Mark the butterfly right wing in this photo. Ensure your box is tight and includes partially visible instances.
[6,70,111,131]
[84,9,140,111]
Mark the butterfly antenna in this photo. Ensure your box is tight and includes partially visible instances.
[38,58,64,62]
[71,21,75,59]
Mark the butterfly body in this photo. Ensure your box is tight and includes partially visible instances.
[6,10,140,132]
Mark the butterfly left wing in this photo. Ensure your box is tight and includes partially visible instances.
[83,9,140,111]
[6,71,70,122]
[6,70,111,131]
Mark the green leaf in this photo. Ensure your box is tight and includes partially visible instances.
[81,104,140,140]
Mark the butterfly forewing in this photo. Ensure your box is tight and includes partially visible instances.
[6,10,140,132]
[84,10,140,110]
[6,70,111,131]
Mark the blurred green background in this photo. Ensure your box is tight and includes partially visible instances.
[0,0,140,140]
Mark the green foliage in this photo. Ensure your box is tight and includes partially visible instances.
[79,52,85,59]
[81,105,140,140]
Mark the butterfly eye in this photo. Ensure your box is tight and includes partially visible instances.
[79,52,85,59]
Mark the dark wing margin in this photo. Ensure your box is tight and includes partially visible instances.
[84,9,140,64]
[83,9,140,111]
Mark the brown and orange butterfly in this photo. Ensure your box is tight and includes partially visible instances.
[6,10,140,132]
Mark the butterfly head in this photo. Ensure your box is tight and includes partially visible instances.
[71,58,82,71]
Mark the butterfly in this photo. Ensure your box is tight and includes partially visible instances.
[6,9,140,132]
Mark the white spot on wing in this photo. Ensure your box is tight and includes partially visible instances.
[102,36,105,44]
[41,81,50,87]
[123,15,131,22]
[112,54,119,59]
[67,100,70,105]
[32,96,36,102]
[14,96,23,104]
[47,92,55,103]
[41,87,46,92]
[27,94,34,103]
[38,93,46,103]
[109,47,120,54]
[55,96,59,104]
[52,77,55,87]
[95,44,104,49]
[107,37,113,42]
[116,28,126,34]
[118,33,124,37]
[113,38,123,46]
........
EXERCISE REQUIREMENTS: Render the lines above as a JSON list of strings, with one string for each line and any blank lines omitted.

EXERCISE ANSWER:
[
  "Mark the butterfly right wing in this photo. Ensure your box is tight and includes partially visible instances.",
  "[6,70,111,131]",
  "[84,9,140,111]",
  "Mark the butterfly antenna in this photo. Ensure your box is tight and includes partially visible instances.",
  "[38,58,64,62]",
  "[71,21,75,59]",
  "Mark the butterfly body in this photo. Ensure your box is tight and includes partially visible instances.",
  "[6,10,140,132]",
  "Mark the butterfly left wing in this photo. Ensure your box is tight and includes partially visible instances.",
  "[83,9,140,111]",
  "[6,71,70,122]",
  "[6,70,111,131]",
  "Mark the green leaf in this photo. Ensure your box is tight and includes partially visible instances.",
  "[81,104,140,140]",
  "Mark the butterfly forewing in this photo. Ensure your box is tight and includes partially visible instances.",
  "[6,10,140,132]",
  "[84,10,140,110]",
  "[6,70,111,131]",
  "Mark the blurred green background in this photo. Ensure your box is tight and includes partially visible instances.",
  "[0,0,140,140]",
  "Mark the green foliage in this photo. Ensure your box is tight and includes partially visible instances.",
  "[79,52,85,59]",
  "[81,105,140,140]",
  "Mark the butterfly eye in this photo. Ensure your box is tight and includes partially visible instances.",
  "[79,52,85,59]",
  "Mark the dark wing margin in this photo. Ensure your box is tight and includes partially visible instances.",
  "[84,9,140,64]",
  "[83,9,140,111]",
  "Mark the brown and orange butterfly in this photo. Ensure your box is tight and includes partially visible instances.",
  "[6,10,140,132]",
  "Mark the butterfly head in this photo. Ensure your box is tight and includes partially visible instances.",
  "[71,58,82,71]",
  "Mark the butterfly in this photo. Ensure your box is tight and includes partially visible instances.",
  "[6,9,140,132]",
  "Mark the white spot on wing in this photo. Ensure your box is tight and includes partially visible instances.",
  "[102,36,105,44]",
  "[41,81,50,87]",
  "[123,15,131,22]",
  "[112,54,119,59]",
  "[67,100,70,105]",
  "[32,96,36,102]",
  "[14,96,23,104]",
  "[47,92,55,103]",
  "[41,87,46,92]",
  "[27,94,34,103]",
  "[38,93,46,103]",
  "[109,47,120,54]",
  "[55,96,59,104]",
  "[52,77,55,87]",
  "[95,44,104,49]",
  "[107,37,113,42]",
  "[116,28,126,34]",
  "[118,33,124,37]",
  "[113,38,123,46]"
]